What happens to the male offspring of Vermont dairy cows?


Published August 27, 2008 at 5:20 a.m.


Sorry to be the one to break it to you, but if you’re a dairy-eating vegetarian, animals are dying to provide you with slices of tangy cheese to augment your hummus and sprout sandwiches.

Needless to say, only female animals produce milk and cream, and pregnancy is a prerequisite of lactation. The male offspring of heifers, however, don’t figure into the dairy farm equation. A farm only needs a couple of stud animals, if they’re not using artificial insemination, and dairy cattle, while they can be tasty, are typically smaller and leaner than breeds raised for meat. The doddering little steers — with their expressive eyes, skinny legs and prodigious appetites — are considered expendable.

Most of the “bob calves,” as they are called, get slaughtered when they are just a few days old. They go to out-of-state facilities — no Vermont slaughterhouses currently in operation are equipped for such small animals — which sell them to packing plants.

These animals, which fetch as little as five bucks a head, are the lucky ones. The most robust, healthy-looking babes, which sell for as much as $150, are shipped off to conventional veal producers in Pennsylvania, Canada or the Midwest. There they live in confinement, often in the dark, until they’re big enough to be converted into scaloppini and schnitzel. Anemia accounts for the pale color of the meat.

**LISTING**
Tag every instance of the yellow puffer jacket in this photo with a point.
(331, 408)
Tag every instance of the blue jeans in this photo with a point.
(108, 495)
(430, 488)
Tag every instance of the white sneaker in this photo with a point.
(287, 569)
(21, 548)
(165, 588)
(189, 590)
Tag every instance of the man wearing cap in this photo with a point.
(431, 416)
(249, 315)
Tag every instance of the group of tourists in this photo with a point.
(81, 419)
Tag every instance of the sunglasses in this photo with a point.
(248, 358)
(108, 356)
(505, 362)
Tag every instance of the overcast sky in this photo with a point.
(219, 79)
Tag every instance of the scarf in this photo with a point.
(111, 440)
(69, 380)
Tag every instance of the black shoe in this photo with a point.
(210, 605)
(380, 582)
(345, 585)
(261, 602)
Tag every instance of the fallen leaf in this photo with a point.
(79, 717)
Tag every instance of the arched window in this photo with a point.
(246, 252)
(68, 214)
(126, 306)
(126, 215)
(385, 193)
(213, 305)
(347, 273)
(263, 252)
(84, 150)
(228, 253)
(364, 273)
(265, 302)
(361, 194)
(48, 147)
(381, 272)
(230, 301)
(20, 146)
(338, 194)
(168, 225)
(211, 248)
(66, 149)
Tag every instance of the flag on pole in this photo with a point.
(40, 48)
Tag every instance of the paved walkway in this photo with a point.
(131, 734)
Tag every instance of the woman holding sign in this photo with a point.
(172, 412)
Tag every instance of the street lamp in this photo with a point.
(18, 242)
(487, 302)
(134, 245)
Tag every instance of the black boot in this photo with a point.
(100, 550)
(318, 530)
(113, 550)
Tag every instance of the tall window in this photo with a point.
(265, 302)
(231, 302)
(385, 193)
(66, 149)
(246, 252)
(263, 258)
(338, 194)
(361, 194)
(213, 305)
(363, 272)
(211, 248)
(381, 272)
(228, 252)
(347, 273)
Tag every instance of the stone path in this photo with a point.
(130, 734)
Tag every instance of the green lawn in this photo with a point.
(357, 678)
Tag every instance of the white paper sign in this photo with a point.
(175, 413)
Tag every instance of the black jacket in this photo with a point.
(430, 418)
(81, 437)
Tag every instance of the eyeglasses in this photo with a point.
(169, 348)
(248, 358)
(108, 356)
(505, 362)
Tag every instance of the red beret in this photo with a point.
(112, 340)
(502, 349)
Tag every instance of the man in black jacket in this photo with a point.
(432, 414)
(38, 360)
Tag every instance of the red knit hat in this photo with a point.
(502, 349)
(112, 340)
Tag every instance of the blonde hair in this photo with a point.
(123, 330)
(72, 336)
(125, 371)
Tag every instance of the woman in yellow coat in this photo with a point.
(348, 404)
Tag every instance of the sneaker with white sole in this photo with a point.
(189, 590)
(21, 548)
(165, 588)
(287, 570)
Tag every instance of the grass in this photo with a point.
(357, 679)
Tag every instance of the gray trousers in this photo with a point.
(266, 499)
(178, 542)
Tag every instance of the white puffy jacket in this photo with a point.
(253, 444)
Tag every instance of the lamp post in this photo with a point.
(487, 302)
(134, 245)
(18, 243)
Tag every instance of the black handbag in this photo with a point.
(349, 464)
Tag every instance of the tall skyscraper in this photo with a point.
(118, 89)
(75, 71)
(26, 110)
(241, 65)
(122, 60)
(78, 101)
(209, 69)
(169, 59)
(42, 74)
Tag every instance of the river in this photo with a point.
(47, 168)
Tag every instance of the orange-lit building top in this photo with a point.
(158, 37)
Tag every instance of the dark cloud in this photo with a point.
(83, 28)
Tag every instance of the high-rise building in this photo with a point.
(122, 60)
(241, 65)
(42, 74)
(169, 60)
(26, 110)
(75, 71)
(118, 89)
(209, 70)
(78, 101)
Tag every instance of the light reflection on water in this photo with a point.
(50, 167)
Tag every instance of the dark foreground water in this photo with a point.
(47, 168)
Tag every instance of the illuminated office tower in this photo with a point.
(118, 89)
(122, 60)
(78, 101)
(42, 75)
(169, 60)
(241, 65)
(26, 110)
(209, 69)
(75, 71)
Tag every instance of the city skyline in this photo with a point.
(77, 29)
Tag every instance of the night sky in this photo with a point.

**PROBLEMS AND TASKS**
**A)** According to the article on Vermont dairy calves, how much can the most robust, healthy-looking calves sell for?
**B)** List every line of the records that contains the string "building", matching case exactly.

**FINAL ANSWERS**
**A)** As much as $150.

**B)**
Tag every instance of the orange-lit building top in this photo with a point.
Tag every instance of the high-rise building in this photo with a point.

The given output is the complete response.